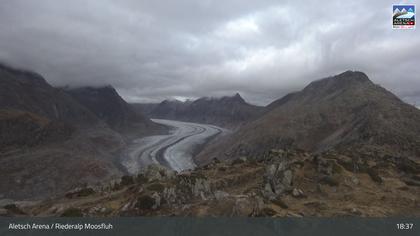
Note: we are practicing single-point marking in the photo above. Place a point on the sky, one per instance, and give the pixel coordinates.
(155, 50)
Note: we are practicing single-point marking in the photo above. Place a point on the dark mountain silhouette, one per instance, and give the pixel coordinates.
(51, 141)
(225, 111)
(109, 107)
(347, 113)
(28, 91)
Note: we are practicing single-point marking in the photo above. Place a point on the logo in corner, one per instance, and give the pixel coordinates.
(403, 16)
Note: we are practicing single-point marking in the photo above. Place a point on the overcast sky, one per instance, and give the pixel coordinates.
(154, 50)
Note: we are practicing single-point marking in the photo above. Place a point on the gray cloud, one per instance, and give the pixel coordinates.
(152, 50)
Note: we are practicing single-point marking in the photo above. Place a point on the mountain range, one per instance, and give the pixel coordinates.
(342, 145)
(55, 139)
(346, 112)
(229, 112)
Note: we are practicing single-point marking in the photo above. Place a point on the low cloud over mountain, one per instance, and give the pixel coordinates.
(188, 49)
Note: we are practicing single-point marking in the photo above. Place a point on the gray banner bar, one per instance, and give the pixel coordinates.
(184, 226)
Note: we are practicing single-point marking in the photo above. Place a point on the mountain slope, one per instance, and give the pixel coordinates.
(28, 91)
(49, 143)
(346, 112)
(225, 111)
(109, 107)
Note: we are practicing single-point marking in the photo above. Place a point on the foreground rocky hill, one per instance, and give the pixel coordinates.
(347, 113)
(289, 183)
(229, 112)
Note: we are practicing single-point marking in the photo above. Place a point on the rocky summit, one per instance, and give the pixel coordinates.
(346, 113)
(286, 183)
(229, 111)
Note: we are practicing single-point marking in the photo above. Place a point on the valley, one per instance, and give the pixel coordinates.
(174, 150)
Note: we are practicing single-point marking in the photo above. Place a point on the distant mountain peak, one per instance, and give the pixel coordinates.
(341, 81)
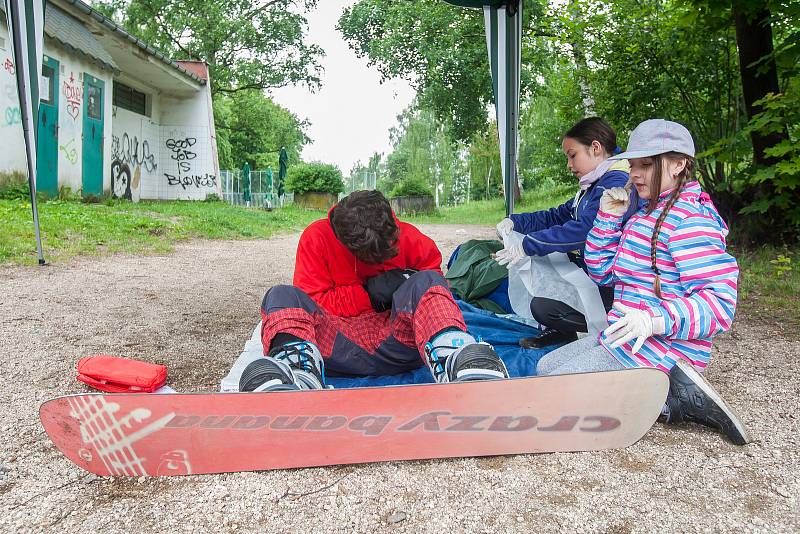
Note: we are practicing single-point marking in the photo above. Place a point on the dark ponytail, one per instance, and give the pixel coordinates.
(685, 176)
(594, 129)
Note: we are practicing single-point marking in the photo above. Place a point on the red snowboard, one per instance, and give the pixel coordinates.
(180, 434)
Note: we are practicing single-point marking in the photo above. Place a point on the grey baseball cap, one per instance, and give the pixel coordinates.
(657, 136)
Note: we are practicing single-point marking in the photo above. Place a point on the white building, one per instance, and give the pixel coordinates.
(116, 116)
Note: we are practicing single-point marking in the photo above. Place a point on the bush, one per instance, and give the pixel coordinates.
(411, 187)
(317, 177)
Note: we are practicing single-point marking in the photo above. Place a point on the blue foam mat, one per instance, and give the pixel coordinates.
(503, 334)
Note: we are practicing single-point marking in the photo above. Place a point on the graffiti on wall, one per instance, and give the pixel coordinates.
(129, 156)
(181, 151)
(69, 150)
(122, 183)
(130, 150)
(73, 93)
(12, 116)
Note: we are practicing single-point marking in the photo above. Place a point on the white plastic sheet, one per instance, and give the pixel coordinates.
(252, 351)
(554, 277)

• • • • • • •

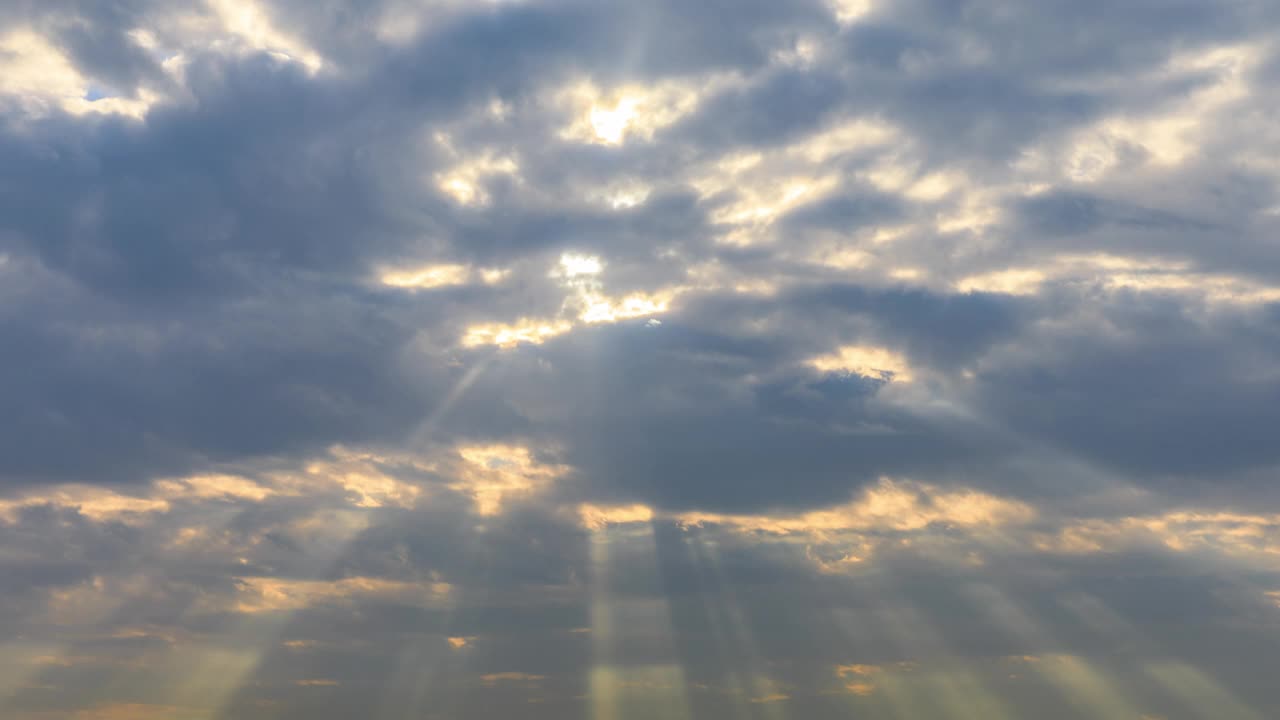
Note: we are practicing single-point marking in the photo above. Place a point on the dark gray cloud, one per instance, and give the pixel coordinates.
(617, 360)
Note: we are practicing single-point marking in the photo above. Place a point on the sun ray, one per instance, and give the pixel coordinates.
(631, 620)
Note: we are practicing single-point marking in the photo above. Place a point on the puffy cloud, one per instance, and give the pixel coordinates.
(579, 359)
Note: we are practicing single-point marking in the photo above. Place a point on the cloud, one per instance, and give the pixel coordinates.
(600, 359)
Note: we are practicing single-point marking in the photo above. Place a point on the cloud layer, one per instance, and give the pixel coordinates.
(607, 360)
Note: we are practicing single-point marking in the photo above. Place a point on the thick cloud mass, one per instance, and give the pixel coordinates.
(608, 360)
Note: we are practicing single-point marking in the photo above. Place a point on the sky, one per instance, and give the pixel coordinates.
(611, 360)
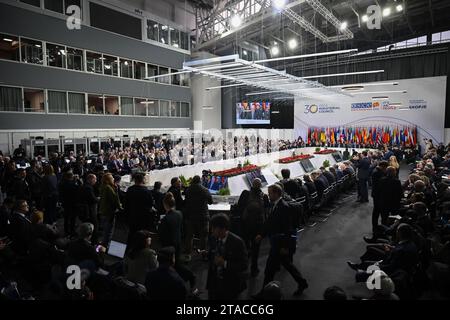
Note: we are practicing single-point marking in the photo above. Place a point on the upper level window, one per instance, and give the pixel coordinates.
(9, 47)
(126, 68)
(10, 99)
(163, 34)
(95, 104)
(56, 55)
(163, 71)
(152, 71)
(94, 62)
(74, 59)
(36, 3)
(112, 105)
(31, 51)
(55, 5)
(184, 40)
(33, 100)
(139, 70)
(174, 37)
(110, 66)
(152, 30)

• • • • • • •

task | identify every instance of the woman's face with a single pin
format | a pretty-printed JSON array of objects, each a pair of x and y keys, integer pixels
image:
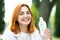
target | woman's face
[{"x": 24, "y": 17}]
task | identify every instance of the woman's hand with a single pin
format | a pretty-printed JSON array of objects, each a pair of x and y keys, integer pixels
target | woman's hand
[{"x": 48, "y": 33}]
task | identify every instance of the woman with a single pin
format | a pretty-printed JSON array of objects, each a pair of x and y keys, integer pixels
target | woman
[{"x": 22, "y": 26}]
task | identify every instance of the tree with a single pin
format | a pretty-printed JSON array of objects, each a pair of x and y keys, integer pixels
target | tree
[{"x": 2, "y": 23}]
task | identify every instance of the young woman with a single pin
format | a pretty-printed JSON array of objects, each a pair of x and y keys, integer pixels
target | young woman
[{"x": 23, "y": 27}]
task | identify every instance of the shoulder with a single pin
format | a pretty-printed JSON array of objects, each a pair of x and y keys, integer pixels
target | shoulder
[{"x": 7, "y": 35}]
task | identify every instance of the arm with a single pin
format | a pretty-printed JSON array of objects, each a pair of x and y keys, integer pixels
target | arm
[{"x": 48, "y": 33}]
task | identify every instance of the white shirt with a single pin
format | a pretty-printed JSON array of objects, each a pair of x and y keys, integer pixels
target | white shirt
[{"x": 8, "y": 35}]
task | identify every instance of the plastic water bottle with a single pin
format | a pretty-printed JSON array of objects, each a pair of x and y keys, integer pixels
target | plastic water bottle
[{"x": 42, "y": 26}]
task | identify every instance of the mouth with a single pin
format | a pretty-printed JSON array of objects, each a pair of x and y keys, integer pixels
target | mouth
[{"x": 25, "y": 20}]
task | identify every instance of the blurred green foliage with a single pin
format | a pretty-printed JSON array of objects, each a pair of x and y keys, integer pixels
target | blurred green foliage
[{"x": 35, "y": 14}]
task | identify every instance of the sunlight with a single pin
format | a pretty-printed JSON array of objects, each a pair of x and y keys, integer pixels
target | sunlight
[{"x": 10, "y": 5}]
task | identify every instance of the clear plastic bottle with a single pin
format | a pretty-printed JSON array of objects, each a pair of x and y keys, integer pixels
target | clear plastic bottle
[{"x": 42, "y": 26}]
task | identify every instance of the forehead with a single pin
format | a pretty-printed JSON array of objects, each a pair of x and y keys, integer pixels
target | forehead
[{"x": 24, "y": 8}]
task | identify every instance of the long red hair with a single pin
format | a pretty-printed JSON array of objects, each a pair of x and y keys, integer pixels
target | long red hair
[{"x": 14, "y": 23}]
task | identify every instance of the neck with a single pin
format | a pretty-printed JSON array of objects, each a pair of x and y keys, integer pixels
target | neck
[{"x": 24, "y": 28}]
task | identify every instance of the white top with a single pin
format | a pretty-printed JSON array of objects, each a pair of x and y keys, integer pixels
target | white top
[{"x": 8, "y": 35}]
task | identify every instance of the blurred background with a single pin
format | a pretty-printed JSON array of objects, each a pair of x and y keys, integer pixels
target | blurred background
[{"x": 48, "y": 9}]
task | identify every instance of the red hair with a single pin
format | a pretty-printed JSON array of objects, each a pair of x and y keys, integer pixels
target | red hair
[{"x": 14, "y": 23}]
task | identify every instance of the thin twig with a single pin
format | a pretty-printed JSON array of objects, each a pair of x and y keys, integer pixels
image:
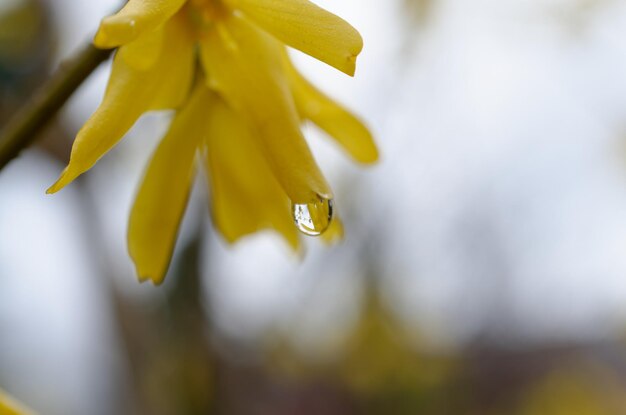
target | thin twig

• • • • • • •

** Task requirements **
If the string "twig" appears in a line of the entries, report the line.

** Response to this exercise **
task | identify every instance of the thin twig with a single pin
target | thin twig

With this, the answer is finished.